* _What the task asks_
Print out all of the material below word for word, keeping every line as it stands.

* _Recorded data_
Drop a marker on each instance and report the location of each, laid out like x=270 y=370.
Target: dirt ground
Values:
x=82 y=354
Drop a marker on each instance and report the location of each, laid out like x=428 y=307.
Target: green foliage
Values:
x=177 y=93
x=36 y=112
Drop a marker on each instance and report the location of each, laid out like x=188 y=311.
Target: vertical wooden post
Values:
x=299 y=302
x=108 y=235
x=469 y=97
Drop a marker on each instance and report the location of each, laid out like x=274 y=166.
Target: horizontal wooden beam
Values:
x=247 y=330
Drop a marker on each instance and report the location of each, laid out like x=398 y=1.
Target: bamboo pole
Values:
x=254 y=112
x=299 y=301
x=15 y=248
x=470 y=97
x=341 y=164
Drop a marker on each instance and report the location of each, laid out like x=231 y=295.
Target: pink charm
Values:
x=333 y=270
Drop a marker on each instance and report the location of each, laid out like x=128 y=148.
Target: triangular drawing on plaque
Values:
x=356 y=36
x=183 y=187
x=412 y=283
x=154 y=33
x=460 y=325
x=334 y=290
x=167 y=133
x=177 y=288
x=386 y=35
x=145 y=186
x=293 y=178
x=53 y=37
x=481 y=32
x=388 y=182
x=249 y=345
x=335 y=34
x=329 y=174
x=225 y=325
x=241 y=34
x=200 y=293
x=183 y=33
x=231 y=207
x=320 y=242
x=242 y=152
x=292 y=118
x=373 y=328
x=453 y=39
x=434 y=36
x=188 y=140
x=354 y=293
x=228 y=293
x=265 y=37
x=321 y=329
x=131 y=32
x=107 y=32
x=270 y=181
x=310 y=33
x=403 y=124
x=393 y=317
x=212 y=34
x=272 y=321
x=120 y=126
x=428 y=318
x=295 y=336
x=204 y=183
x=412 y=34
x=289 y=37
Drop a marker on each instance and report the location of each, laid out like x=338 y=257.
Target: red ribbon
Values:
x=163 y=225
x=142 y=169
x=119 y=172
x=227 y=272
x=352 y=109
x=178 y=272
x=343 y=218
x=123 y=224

* _Answer to the exercise_
Drop a marker on each instance and report the location of each, laid out like x=270 y=370.
Target: dirt ground
Values:
x=82 y=354
Drop a marker on each instance and report the location of each, laid out like x=428 y=307.
Target: green foliage
Values:
x=177 y=93
x=36 y=112
Drop a marker on each instance and report the location of each, laid out like x=188 y=311.
Target: vertical wooden post
Values:
x=299 y=302
x=108 y=235
x=469 y=97
Drop a marker on each instance and report the location of each, laid out like x=274 y=166.
Target: horizontal wooden beam
Values:
x=247 y=330
Drop a marker on each instance and report the location of each, laid out like x=398 y=1.
Target: bamboo pole
Values:
x=254 y=112
x=299 y=301
x=15 y=248
x=470 y=97
x=341 y=164
Drop a marker on each instance and report the location of each, laid out like x=231 y=295.
Target: pink charm
Values:
x=333 y=270
Drop a marker on each instance and report the location of each, laid out like x=128 y=148.
Target: triangular drawing on plaque
Values:
x=356 y=36
x=183 y=187
x=412 y=283
x=154 y=33
x=460 y=325
x=334 y=290
x=167 y=133
x=177 y=288
x=386 y=35
x=145 y=186
x=293 y=178
x=53 y=37
x=481 y=32
x=388 y=182
x=249 y=345
x=335 y=34
x=329 y=174
x=225 y=325
x=241 y=34
x=200 y=293
x=183 y=33
x=231 y=207
x=320 y=242
x=242 y=152
x=292 y=118
x=373 y=328
x=453 y=39
x=434 y=36
x=188 y=140
x=354 y=293
x=228 y=293
x=265 y=37
x=321 y=329
x=131 y=32
x=107 y=32
x=270 y=181
x=310 y=33
x=403 y=124
x=393 y=317
x=212 y=34
x=272 y=321
x=120 y=126
x=428 y=318
x=295 y=336
x=204 y=183
x=412 y=34
x=289 y=37
Drop a marker on each instance and report the location of each, laid out like x=338 y=257.
Target: red ribbon
Values:
x=163 y=225
x=142 y=169
x=119 y=172
x=227 y=272
x=352 y=109
x=178 y=272
x=343 y=218
x=123 y=224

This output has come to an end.